* **DIRECTIONS**
Start at the top line and retype the data exactly through to the end.

Stored data entries:
##############################
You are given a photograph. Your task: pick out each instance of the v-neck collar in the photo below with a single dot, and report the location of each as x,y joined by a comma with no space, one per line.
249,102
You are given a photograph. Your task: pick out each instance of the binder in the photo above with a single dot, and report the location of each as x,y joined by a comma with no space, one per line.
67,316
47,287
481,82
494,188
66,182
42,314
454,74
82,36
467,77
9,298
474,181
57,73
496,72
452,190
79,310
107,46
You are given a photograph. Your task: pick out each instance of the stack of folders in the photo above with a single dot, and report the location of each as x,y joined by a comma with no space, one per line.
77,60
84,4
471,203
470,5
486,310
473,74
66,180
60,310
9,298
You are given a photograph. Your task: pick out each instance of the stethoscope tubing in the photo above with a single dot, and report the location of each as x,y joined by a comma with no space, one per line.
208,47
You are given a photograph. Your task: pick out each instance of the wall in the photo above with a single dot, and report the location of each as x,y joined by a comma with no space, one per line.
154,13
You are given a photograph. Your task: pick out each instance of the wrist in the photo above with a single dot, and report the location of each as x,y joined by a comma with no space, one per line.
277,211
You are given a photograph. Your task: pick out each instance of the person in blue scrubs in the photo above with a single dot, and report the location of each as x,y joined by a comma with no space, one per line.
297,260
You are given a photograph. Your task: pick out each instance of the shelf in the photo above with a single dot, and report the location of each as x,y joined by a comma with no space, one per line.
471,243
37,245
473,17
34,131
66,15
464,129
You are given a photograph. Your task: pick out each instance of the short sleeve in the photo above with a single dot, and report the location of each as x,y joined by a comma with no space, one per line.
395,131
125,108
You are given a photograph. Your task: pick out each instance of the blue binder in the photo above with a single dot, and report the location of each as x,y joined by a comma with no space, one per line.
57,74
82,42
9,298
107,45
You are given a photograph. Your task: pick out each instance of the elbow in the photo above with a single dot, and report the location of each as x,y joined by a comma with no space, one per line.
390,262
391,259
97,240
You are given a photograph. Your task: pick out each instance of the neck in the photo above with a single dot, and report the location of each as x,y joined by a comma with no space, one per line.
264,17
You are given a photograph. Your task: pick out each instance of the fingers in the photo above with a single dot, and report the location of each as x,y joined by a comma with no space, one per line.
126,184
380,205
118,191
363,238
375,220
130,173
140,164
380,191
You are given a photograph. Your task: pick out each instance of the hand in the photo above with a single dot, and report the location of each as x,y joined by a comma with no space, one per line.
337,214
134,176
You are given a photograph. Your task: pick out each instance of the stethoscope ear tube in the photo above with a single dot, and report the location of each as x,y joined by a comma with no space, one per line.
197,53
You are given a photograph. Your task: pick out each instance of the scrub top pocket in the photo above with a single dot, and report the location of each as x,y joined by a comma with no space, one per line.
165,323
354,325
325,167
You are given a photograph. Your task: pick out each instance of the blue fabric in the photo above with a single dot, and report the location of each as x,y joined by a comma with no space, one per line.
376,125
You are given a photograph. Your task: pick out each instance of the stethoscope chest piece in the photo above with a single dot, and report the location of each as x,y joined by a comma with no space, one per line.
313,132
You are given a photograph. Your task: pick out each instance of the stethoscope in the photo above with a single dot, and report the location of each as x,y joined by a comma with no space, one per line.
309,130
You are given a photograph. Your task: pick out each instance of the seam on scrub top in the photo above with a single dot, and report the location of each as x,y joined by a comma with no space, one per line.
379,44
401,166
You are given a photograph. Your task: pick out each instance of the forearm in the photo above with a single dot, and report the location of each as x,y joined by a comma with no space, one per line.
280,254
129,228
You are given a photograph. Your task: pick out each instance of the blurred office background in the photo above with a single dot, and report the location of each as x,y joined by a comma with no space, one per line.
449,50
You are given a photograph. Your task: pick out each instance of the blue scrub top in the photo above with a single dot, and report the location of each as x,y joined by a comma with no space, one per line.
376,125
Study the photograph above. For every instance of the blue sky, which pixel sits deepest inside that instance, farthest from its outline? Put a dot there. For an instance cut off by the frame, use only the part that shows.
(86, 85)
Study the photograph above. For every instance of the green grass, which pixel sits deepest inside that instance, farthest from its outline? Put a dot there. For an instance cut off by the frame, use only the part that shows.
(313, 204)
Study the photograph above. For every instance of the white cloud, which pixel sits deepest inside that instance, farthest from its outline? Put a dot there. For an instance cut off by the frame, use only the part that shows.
##############################
* **RESPONSE TO THIS EXERCISE**
You are given a photograph. Your task: pick out each instance of the v-neck collar in the photo below with a single dot, and report the location of each as x,y joined by a comma with no space, one per line.
249,102
You are given a photograph. Your task: pick out each instance of the binder in the photo above with a single dot, and report the location of each as x,y joined by a comma with no space, one per line.
67,316
47,287
481,82
494,188
66,182
42,314
454,74
82,36
467,77
9,298
474,181
57,73
496,72
452,190
79,310
107,46
You are given a photograph. Your task: pick out each instance of the stack of folders in the photo above with a single dot, and report the location of each as x,y joined by a comma with no space, one per line.
77,60
84,4
471,203
470,5
486,310
473,74
66,180
60,310
9,298
You are given a photograph. Your task: pick out each instance of the stethoscope tubing in the photo above with a single dot, and report the location of each as x,y joined by a comma with no space, one per line.
208,47
You are given a photograph. Your task: pick out each instance of the wall in the photo above with a single dot, and report the location of each as x,y joined by a comma with no space, one per line.
154,13
You are given a photograph. Your task: pick out each instance of the wrist in the photo above with a single dot, and report the location of each as x,y joined by a comma with no space, one per line.
277,211
You are given a photograph. Your task: pick out each instance of the person in blue scrubs in the photo above with a single dot, and report the location of each as x,y joined by a comma with no space, one per line.
297,260
You are given a photograph. Your task: pick out each instance of the shelf in the photo above with a single dot, and report the location of each as x,y joined by a comma with no space, one per line.
471,243
37,245
473,17
34,131
66,15
464,129
You are given a photograph. Your task: pick out each instance of the short sleeve in the photo above with a single dot, and report the location of each as x,y joined by a comma with no space, one per line.
395,131
125,108
You are given a photograph. Your task: pick out each instance of the blue binder in the photo above with a single dot, and report the location of each as x,y joined by a comma with no space, one per line.
57,74
82,42
9,298
107,45
You are given a photograph. Your task: pick out each instance of the elbow in the photo above with a single dot, and report the location of each as x,y joined by a comma with no space, one per line.
390,262
391,259
97,240
You are given a photograph. Your task: pick out each instance of the neck in the photo above with a single dot, and report the location of each as x,y joined by a comma with no space, one per line.
264,17
You are given a photograph. Your task: pick out each instance of the fingers in the photo above with a single dot, and report the location of each as x,y joined by a comma with no space, one per line.
126,184
380,205
118,191
363,238
375,220
130,173
140,164
380,191
You are given a photograph. Your task: pick out each instance of the hand in the photo above with a single dot, and report the location of each as x,y joined by a comma with no space, one per line.
337,214
134,176
You are given a photograph. Your task: pick out each instance of the stethoscope ear tube in the photo above with a single dot, and report the location of each as x,y joined by a comma with no space, one per line.
197,53
You are given a photograph. Your task: pick out each instance of the scrub top pocket in the photo above with a single dot, and report the location of each as x,y joined by a comma with no space, one per line.
165,323
354,325
325,167
You are given a photograph. Your task: pick out each instance of the blue fabric in the photo above with a single dot, and report the location of each as x,y joined by a comma with no space, one per line.
376,125
You are given a photograph. Your task: pick out each instance of the stethoscope chest piece in the photo above with a single dot, and report the location of each as x,y joined by a comma with no space, one per line.
313,132
You are given a photograph. Your task: pick out each instance of the stethoscope in the photo above with a single dot, and report the location of each as x,y joined by a comma with no space, one per line.
309,130
You are given a photograph. Your task: pick out each instance of the seam on scrub top in the photo above with a single dot, and report the location of each as x,y joined by a comma with no space, one per line.
379,44
401,166
You are given a photograph. Your task: pick out each instance of the forearm in the photo above with a single dot, and report the location of each as x,y joined by a comma with no space, one per line.
280,254
129,228
You are given a photograph. Your task: pick out each instance of the blurred office background in the photo above with a single dot, and report the location of each as x,y joined by a comma with no space, one per line.
449,50
You are given a photograph. Your task: pick out each instance of the blue scrub top in the photo above with a single dot, and report the location of each as x,y joined by a comma with no space, one per line.
376,125
Study the photograph above. For every instance of the blue sky, which pixel sits deepest inside that instance, farthest from its outline? Put a dot there. For an instance cut off by the frame, use only the part that shows.
(86, 85)
Study the photograph above. For every instance of the green grass, which pixel sits deepest inside that instance, farthest from its outline? Put a dot there. For an instance cut off by the frame, use only the part that shows.
(313, 204)
Study the photograph above. For every instance of the white cloud, which pixel sits deepest inside that instance, farthest from its outline? Put a dot there. For an instance cut off by the frame, use only the part that shows.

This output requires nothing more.